Recast every one of the records below as a numbered list, one line per entry, leaving out any blank lines.

+ + + + +

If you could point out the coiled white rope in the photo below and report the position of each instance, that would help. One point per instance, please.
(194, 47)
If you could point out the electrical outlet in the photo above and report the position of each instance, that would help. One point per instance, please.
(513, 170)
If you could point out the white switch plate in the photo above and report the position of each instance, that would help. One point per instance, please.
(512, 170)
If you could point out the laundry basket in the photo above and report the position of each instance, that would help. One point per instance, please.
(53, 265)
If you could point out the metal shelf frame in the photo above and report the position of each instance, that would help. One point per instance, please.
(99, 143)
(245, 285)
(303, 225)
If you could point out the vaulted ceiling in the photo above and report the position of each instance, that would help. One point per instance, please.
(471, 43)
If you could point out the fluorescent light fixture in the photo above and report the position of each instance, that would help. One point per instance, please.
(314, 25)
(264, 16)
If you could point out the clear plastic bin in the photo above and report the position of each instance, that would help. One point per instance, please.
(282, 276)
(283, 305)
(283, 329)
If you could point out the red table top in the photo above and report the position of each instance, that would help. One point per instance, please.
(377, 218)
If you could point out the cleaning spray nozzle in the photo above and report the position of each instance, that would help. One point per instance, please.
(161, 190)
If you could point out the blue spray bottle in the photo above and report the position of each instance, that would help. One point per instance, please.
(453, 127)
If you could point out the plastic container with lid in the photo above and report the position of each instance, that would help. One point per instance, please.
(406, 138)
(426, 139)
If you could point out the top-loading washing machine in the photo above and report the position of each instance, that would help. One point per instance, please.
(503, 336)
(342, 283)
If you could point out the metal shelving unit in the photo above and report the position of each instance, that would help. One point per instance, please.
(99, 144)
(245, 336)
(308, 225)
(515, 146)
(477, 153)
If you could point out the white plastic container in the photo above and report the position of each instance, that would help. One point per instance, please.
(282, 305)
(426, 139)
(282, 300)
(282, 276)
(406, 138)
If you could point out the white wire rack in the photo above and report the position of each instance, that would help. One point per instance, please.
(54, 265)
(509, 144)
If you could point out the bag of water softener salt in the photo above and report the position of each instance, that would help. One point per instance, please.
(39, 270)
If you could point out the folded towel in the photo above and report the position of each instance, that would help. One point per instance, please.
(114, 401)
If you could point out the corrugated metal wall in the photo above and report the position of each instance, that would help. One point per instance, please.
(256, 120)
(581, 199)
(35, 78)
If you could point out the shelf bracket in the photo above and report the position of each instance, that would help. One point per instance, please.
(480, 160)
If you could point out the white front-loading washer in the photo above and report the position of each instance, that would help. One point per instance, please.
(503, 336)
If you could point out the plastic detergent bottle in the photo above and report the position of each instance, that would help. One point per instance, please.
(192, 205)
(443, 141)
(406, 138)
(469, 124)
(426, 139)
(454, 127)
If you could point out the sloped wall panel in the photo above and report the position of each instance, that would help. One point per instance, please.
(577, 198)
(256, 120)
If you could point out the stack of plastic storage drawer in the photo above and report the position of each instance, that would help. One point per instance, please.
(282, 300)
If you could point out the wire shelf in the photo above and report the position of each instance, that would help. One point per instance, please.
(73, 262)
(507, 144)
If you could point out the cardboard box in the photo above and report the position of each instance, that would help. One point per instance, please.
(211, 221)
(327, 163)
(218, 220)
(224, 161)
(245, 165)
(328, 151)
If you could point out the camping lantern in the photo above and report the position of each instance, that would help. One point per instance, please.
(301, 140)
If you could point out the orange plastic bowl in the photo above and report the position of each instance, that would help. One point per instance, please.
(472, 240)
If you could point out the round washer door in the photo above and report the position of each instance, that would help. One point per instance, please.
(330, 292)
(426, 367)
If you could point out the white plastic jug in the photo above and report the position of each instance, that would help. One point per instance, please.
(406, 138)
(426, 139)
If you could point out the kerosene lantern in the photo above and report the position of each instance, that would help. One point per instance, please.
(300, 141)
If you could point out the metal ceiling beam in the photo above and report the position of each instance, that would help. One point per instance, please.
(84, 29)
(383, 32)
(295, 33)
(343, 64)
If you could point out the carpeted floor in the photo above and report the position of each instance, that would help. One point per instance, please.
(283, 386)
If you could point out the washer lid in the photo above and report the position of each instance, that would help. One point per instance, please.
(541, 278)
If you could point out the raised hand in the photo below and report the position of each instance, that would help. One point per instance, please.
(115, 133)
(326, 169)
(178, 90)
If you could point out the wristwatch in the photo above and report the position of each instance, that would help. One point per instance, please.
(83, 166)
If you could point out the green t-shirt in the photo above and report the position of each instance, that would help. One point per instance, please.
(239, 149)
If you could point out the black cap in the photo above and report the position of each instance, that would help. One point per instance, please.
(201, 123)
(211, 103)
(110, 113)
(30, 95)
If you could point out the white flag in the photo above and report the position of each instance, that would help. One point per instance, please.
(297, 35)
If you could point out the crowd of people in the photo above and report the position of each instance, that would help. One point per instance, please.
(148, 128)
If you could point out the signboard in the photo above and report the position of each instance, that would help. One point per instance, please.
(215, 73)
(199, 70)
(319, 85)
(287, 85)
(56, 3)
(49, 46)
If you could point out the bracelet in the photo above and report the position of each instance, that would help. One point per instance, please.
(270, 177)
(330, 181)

+ + + + +

Written answer:
1. If you could point out the coiled white rope in the photo below and report the position of each instance, that would help. One point per instance, please.
2. (194, 47)
3. If you could point out the electrical outlet in the photo above and report the position of each instance, that would help. One point per instance, please.
4. (513, 170)
5. If you could point out the white switch plate in the photo above and report the position of each instance, that would help. One point per instance, please.
6. (512, 170)
7. If you could point out the laundry basket in the photo above and report the position of each instance, that would help. One point per instance, please.
8. (53, 265)
9. If you could point out the metal shelf frame in the photo above and report the position of each instance, that would help. One point per instance, please.
10. (99, 143)
11. (245, 285)
12. (303, 225)
13. If you could point out the vaulted ceiling in the photo above and report the position of each instance, that would help. One point per instance, please.
14. (471, 43)
15. If you could point out the fluorescent light fixture in the photo above and report the position of each instance, that would help. One point per instance, please.
16. (314, 25)
17. (264, 16)
18. If you could point out the clear plastic bin in the photo above and report the position of each instance, that would help. One point per instance, please.
19. (282, 276)
20. (283, 305)
21. (283, 329)
22. If you could point out the red table top in the photo above and report the position of each instance, that would help. One point per instance, please.
23. (377, 218)
24. If you could point out the cleaning spray nozzle in the photo above and report the position of each instance, that would help. One point per instance, please.
25. (161, 190)
26. If you could point out the blue spray bottle in the photo above and report the position of each instance, that would help. One point per instance, please.
27. (453, 127)
28. If you could point out the plastic container with lid in the photo above and report the position of each instance, that would help. One point per instance, please.
29. (406, 138)
30. (426, 139)
31. If you could point out the top-loading washing machine in the photo above and report the position of each instance, that would help. One point per instance, please.
32. (503, 336)
33. (342, 283)
34. If you could point out the metal shelving unit in the photo above and report the position of each instance, that would help. One point per instance, please.
35. (99, 144)
36. (245, 336)
37. (308, 225)
38. (515, 146)
39. (477, 153)
40. If you could point out the white plastic container in the photo above and report the position of each instance, that would help. One point per instance, please.
41. (282, 305)
42. (426, 139)
43. (282, 300)
44. (282, 276)
45. (406, 138)
46. If you could point out the white wire rack in the photo above and report the position of each instance, that would help. One point per instance, please.
47. (54, 265)
48. (509, 144)
49. If you could point out the bag of water softener salt in the photo above and report the position of each instance, that would help. One point per instance, please.
50. (39, 270)
51. If you could point out the folded towel in the photo above and report the position of each instance, that would help. One point per instance, please.
52. (114, 401)
53. If you could point out the corrugated metal wall in the photo above and report the position of each instance, that would help. One point per instance, please.
54. (256, 120)
55. (581, 199)
56. (35, 78)
57. If you could point out the shelf bracket in the photo above and report the position of each instance, that would help. One point per instance, please.
58. (480, 160)
59. If you could point out the white front-loading washer in the photo above and report the position of each instance, that would help. One point per instance, please.
60. (503, 336)
61. If you could point out the plastic detergent bottle in the photo above and report the position of each instance, that would help. One point per instance, please.
62. (192, 205)
63. (443, 141)
64. (406, 138)
65. (469, 124)
66. (426, 139)
67. (454, 127)
68. If you could point out the sloped wall panel in the photo above and report the position of each instance, that would help. One point per instance, please.
69. (577, 198)
70. (256, 120)
71. If you could point out the stack of plastic storage drawer in the photo above and report the position of each instance, that would help. One point per instance, please.
72. (282, 300)
73. If you could point out the wire shelf in the photo above and report the position of each instance, that would help. One point per instance, please.
74. (73, 262)
75. (507, 144)
76. If you could point out the cardboard box in the photo above and report the position of each instance, that would help. One point per instance, please.
77. (211, 221)
78. (327, 163)
79. (218, 220)
80. (224, 161)
81. (245, 165)
82. (328, 151)
83. If you could point out the camping lantern in the photo above and report the position of each instance, that would help. One point per instance, please.
84. (301, 140)
85. If you could point out the orange plastic bowl in the photo above and report the position of each instance, that would help. One point per instance, please.
86. (472, 240)
87. If you could point out the round washer door in the photo above and report the position of each instance, that would help. One point per instance, please.
88. (330, 292)
89. (426, 367)
90. If you could point out the white plastic jug in the photo above and report the position of each instance, that would help. One point per instance, please.
91. (406, 138)
92. (426, 139)
93. If you could point out the kerosene lantern in the photo above and report the position of each instance, that would help. One point per instance, please.
94. (300, 141)
95. If you could point out the metal ceiling beam in the photo above and report the position of each instance, that would help. One point per instance, please.
96. (84, 29)
97. (383, 32)
98. (295, 33)
99. (343, 64)
100. If you could point out the carpeted floor in the photo above and report the position of each instance, that would help. One point per instance, please.
101. (283, 386)
102. If you could point out the washer lid in the photo above and report the position of each instance, that would help. One point per instance, please.
103. (541, 278)
104. If you could point out the raised hand in the photo below and report the position of each instance, that would help. One point per instance, please.
105. (115, 133)
106. (326, 169)
107. (178, 90)
108. If you could point out the wristwatch in the photo above and report the position of each instance, that would help. One point per instance, please.
109. (83, 166)
110. If you could point out the green t-shirt in the photo above and report the position of each instance, that would help. One point per instance, please.
111. (239, 149)
112. If you could point out the black cap in the photo above and report the position of each instance, that would help. One point per instance, please.
113. (201, 123)
114. (211, 103)
115. (110, 113)
116. (30, 95)
117. If you could point out the white flag in the photo above and report the position of each instance, that would help. One point per instance, please.
118. (297, 35)
119. If you could point out the crowd of people in the photo above and report the position of each instance, that would help. One point per instance, please.
120. (148, 128)
121. If you could point out the signboard in the photo above and report the position of each instance, that would help. One point per instance, please.
122. (215, 73)
123. (199, 70)
124. (319, 85)
125. (287, 85)
126. (56, 3)
127. (49, 46)
128. If you could point out the bracelet in the photo above and report the position of each instance, that would help. One point per instance, please.
129. (270, 177)
130. (330, 181)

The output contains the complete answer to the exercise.